One of my first questions to Summer was to find out how she personally defined her baking education. I quickly learned that she is self-taught, having mastered her skills from cookbooks and constant experimentation. Yet she made sure to describe her education as, “definitely not professional”(Summer, personal communication, September 28, 2021). I was immediately struck by her phrasing. Not only does it raise big questions like how do we define education or learning? But more specific to our topics at hand: What constitutes a professional baker or pastry chef in a non-regulated trade? Should self-taught bakers, who took their baking and pastry arts be considered “professionals”? Does formal education constitute professionalism and what is the significance of receiving such an education in the current baking and pastry arts industry?

I probed further and asked Summer, now that she is the owner of an established, almost 6-year-old business, does she consider herself a professional of the industry? Her answer was varied. While she attributes her “professional” status to the experience she gained working in a bakery, prior to opening her own business—a job she was able to land through a government subsidized program which incentivizes employers to hire individuals without the technical proficiency required so they can learn those technical skills on-the-job—Summer still hesitates to call herself a pastry chef:

I would, reluctantly, in certain settings…I think to the general public I would very loosely call myself a pastry chef. To people who are [formally] trained in that field I would be more comfortable calling myself a pastry baker or a baker. Only because I think that the ‘chef’ title, when you’re working in a food establishment, is very important and does carry a certain connotation. That being said, as a business owner, I develop my own recipes. If you ask me to make any level of French pastry, I can do it. So as a business owner, yeah, I’m the head chef here. (personal communication, September 28, 2020)

********

* GOAL *
Decide whether each of these statements agrees with the excerpt about Summer's baking education. Answer yes or no for each and quote the words from the excerpt that decide it. 1. Summer learned her baking skills from cookbooks and constant experimentation. 2. Summer's business has been running for more than ten years. 3. When speaking with people formally trained in the field, Summer prefers to call herself a pastry chef.

* RECORDS PROVIDED *

********

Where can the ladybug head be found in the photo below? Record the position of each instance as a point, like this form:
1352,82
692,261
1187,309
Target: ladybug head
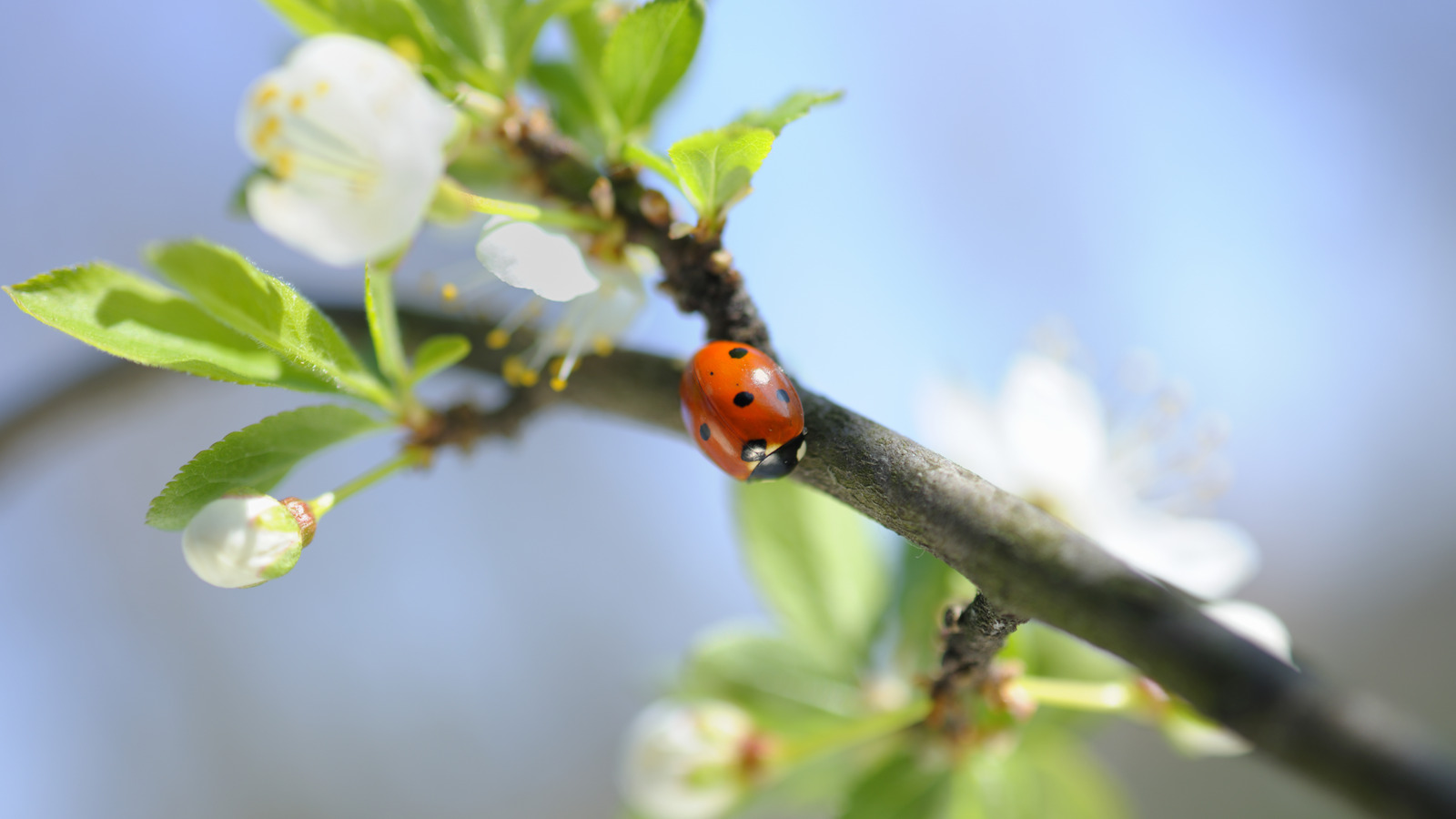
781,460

********

* CORRECT ANSWER *
1. Yes: "she is self-taught, having mastered her skills from cookbooks and constant experimentation"
2. No: "an established, almost 6-year-old business"
3. No: "To people who are [formally] trained in that field I would be more comfortable calling myself a pastry baker or a baker."